Records drawn from a dataset
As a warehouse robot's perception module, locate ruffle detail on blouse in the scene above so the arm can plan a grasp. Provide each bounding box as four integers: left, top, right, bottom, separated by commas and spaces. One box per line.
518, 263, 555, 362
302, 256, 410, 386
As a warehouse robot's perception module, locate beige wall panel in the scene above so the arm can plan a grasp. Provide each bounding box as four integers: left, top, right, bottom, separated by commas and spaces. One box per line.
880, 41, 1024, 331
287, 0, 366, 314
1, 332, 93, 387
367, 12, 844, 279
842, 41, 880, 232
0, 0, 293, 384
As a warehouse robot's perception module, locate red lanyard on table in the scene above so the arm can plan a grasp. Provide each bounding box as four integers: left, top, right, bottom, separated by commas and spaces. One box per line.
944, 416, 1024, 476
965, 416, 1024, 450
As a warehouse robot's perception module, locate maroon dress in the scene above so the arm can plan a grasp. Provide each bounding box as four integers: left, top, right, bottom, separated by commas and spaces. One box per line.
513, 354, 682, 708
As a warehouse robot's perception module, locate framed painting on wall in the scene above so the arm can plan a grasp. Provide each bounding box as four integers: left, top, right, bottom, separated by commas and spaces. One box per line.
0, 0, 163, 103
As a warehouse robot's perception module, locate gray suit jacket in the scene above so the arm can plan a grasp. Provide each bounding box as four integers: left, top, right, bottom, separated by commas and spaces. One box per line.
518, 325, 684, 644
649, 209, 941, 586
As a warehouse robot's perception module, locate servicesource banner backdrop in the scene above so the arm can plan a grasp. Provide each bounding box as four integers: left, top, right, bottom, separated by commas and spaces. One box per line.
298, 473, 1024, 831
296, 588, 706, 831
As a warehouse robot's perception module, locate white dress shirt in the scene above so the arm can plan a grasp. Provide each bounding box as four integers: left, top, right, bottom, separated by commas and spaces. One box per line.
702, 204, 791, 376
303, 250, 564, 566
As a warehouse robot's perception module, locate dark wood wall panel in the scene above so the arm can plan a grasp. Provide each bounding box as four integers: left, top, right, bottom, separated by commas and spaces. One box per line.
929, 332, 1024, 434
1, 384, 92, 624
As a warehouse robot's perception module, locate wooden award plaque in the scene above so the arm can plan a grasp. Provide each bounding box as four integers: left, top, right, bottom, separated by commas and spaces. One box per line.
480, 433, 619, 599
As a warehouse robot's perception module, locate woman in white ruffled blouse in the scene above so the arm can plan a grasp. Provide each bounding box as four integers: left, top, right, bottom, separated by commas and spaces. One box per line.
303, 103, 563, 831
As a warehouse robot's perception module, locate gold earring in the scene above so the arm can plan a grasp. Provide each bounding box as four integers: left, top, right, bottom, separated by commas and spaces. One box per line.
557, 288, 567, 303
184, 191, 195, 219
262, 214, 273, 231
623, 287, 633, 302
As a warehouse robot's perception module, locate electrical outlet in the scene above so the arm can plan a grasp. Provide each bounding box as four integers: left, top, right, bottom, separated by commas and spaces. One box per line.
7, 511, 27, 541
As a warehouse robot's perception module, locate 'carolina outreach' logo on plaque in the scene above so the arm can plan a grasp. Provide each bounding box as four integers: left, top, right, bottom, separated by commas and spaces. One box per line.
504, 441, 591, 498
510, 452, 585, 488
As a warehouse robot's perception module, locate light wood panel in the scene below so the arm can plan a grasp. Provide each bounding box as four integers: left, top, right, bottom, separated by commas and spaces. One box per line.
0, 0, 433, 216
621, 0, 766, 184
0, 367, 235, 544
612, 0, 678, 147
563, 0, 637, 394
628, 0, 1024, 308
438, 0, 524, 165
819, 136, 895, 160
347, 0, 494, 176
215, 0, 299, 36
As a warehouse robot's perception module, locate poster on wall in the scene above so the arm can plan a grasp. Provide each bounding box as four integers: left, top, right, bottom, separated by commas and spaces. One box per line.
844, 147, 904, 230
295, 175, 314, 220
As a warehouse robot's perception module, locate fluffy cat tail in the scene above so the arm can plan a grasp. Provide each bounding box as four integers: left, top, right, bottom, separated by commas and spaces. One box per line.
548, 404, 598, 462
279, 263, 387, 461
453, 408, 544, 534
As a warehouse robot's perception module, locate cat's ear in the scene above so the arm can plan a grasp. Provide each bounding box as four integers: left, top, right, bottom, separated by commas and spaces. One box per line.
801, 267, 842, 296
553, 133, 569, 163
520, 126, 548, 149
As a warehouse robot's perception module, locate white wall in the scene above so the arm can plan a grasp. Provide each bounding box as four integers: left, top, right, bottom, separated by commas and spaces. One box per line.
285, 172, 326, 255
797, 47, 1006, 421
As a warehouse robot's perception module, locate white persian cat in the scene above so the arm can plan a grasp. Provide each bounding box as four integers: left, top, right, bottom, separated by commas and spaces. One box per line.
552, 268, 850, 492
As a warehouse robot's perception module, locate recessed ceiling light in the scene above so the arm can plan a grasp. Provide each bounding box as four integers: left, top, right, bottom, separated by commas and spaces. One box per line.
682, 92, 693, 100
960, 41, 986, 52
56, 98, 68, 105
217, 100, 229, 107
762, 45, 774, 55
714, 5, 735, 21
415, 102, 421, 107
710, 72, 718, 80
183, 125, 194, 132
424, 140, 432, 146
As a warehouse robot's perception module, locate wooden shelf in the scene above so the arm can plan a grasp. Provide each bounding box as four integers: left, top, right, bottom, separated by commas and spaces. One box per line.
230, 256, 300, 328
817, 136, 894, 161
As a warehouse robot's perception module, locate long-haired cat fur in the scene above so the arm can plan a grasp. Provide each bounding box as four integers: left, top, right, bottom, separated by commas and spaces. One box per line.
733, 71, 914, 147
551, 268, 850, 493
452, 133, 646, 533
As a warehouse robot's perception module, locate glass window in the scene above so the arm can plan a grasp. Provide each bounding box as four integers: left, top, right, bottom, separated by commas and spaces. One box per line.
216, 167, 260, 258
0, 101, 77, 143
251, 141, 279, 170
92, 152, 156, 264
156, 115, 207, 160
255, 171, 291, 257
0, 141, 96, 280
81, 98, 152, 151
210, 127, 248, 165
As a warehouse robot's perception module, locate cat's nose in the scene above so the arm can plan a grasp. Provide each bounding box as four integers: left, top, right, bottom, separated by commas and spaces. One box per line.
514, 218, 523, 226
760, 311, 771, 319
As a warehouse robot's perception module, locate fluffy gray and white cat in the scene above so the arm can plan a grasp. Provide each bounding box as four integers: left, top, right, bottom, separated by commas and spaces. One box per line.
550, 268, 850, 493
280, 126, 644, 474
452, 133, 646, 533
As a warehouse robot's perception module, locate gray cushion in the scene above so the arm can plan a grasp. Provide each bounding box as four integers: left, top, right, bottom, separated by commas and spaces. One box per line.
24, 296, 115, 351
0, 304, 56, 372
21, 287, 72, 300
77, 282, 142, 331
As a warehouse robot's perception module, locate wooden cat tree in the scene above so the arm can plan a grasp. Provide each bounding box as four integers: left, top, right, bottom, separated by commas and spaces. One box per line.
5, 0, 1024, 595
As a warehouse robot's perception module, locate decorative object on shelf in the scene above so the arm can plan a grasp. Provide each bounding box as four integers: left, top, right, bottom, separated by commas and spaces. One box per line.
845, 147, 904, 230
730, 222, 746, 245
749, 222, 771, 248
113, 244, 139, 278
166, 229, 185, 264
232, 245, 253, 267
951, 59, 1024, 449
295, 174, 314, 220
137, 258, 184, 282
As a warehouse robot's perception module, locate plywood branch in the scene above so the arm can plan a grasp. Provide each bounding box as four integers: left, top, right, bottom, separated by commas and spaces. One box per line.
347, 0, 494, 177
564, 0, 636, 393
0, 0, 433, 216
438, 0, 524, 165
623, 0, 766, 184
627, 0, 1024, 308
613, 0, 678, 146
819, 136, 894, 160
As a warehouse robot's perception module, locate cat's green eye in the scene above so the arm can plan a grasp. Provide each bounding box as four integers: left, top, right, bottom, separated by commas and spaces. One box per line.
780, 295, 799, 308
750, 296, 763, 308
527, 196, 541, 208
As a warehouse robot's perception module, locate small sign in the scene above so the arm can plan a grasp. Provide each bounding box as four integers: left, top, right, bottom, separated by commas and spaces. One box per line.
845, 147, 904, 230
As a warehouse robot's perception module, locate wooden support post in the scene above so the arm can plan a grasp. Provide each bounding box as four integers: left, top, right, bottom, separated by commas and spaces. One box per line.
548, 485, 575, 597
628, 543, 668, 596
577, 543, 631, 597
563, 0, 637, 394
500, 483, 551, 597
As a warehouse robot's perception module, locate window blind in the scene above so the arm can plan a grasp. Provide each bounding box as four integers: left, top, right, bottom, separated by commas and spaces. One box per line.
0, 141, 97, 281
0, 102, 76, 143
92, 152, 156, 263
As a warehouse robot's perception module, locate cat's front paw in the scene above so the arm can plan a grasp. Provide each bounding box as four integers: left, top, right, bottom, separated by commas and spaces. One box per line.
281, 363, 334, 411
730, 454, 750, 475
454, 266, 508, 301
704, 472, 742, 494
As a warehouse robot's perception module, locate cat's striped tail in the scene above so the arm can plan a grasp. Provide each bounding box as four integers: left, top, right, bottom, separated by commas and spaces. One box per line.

- Action item -
Print exactly the lines above, starting at the line that contains "As a warehouse robot's perception module, locate wooden support" and ending with the last line of the records, both included.

- Answer section -
As a warehouse robot's perception module, locate wooden support post in the scene above so the arm can plan a grasp. Provide each bounding box as four integers: left, top, right, bottom, separated by commas and spaces. One box per line.
548, 485, 575, 597
628, 543, 668, 596
577, 543, 631, 597
563, 0, 637, 394
500, 483, 551, 597
As a warehouse robot's perception module, locate window blind in the scene above so the arm can plan a grasp. Provide each bounding box as four integers: left, top, right, bottom, separated by commas and spaces. One box per line.
0, 141, 97, 281
0, 102, 76, 143
92, 152, 156, 263
As a warehouse robot's perception module, locate cat's front paw in the scene above so the arm can plan a grasp. Provide each bounding box as four integers: left, top, right, bottom, separated by commas and spaces. One box per line.
281, 363, 334, 411
730, 454, 750, 475
454, 266, 508, 301
704, 472, 742, 494
As a warehouse robot's perception module, locate cat's striped tail in the scene above so the arm can plan a grasp. Provide each bounding box as four integers: left, top, right, bottom, separated by commas and spaces. One box per line.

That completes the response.